Problems:
1 > In the post on foreign land buyers, what does Australia require of non-residents who want a house there?
2 > Do these statements agree with the post on foreign land buyers? Answer yes or no for each, quoting the words of the post that decide it. (a) The 4.5% figure for houses sold to non-residents is attributed to National. (b) The post describes the supply of houses as elastic. (c) The commenter felix says local property was being bought by Australian immigrants.

Written By: - Date published: 8:57 am, June 24th, 2013 - 38 comments
Categories: overseas investment - Tags:

Immigration Minister Michael Woodhouse was on Q+A yesterday, talking about immigrant labour exploitation (my opinion on that is its good the Nats are finally taking notice but creating a new law is always their answer when its usually enforcement of existing law that’s the issue, and it would be concerning if the new law creates protections for one class of workers in excess of others) and about foreigners pushing up prices for houses and land. Woodhouse, purposely, conflated immigrants buying houses when they are coming here with non-residents buying houses that are purely rental investments/speculations on the NZ housing market.

They’re different.

No-one has a problem with people buying a house if they’re coming to live here.

There is a problem with people who don’t live here speculating on our housing market (using money they can borrow very cheaply in other countries) and, so, pricing Kiwis out of the market.

Now, National says ‘oh, only 4.5% of houses are being sold to non-residents, what’s it matter?’ Actually, it matters a lot. The supply of houses is inelastic. Add more demand and you force prices up disproportionately.

It doesn’t make sense to let your housing market be used as a profit-making business for foreigners, especially not when it prices your own people out of home ownership and fuels a housing boom that has wider economic ramifications (including higher international debt and a higher dollar).

That’s why other countries don’t let you buy houses there. Australia bans non-residents from buying existing residential properties – they have to add to the housing stock if they want a house in Australia. Why don’t we do the same?

38 comments on “Foreign land buyers: its non-residents, not immigrants ”

  1. weka 1

    “No-one has a problem with people buying a house if they’re coming to live here.”

    Actually I do. It looks like immigrants buying land in NZ on the back of exchange rates in their favour have impacted on the land prices and made it harder for locals to buy land. Would be interesting to see an analysis of that.

    I’m not saying immigrants shouldn’t be allowed to buy property, but simply that there is an issue and we shouldn’t sweep it under the carpet. It too needs to be looked at and addressed as well as overseas ownership. As a separate issue though, and completely agree with legislating against overseas ownership.

    • felix 1.1

      Yeah I’d like to see some analysis on that too.

      Over the last decade I’ve noticed a lot of property around here being bought up by british immigrants who came here to live with pockets full of pounds worth far more than our dollars.

      • One Anonymous Knucklehead 1.1.1

        How many Kiwis do exactly the same? Thousands every year?

        • weka 1.1.1.1

          How many kiwis immigrate to NZ from the UK taking advantage of the exchange rate?

          • One Anonymous Knucklehead 1.1.1.1.1

            No, I mean how many returning citizens come back from their big OE all cashed up?

            • weka 1.1.1.1.1.1

              How big a problem is that?

Data:
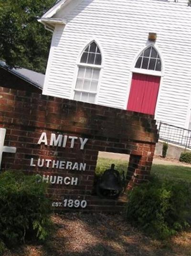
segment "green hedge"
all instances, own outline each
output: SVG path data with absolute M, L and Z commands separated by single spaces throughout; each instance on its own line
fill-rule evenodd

Answers provided:
1 > Non-residents are banned from buying existing residential properties and must add to the housing stock.

2 >
(a) Yes: "National says ‘oh, only 4.5% of houses are being sold to non-residents, what’s it matter?’"
(b) No: "The supply of houses is inelastic."
(c) No: "a lot of property around here being bought up by british immigrants"